THE REQUEST. Can you reproduce every one of the records below word for word, omitting the pictures?

** begin **

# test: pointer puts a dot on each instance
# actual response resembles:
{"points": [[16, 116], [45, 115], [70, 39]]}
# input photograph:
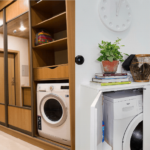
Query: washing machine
{"points": [[53, 112], [123, 117]]}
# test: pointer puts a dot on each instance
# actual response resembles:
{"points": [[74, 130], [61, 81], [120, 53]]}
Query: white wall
{"points": [[21, 45], [90, 31]]}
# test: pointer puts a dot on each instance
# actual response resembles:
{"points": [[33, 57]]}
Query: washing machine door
{"points": [[53, 110], [133, 137]]}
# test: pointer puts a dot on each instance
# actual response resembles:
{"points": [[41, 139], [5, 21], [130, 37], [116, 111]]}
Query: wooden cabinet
{"points": [[2, 113], [4, 3], [54, 60], [26, 96], [17, 8], [19, 118], [51, 73]]}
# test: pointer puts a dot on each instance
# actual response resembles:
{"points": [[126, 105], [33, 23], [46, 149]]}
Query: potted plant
{"points": [[110, 55]]}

** end **

OUTPUT OF THE TASK.
# test: pointer puts a dot on each instance
# actual response resembles:
{"points": [[16, 116], [45, 115], [70, 39]]}
# input photograph:
Query: washing machine
{"points": [[53, 112], [123, 117]]}
# test: pointer puts a dot on each instance
# actual response resembles:
{"points": [[74, 130], [61, 81], [120, 53]]}
Query: white wall
{"points": [[21, 45], [90, 31]]}
# test: pointer puts a dot on each instance
# actual response resembles:
{"points": [[33, 57]]}
Query: washing machine door
{"points": [[53, 110], [133, 137]]}
# test: pointer puts a dot on each instance
# actual response resembles:
{"points": [[41, 139], [5, 21], [130, 37], [116, 111]]}
Query: wooden cabinet
{"points": [[2, 113], [4, 3], [54, 60], [26, 96], [17, 8], [19, 118], [51, 73]]}
# test: pointer puts a dot on each instance
# actual response resembles:
{"points": [[126, 105], [33, 23], [46, 149]]}
Query: potted plant
{"points": [[110, 55]]}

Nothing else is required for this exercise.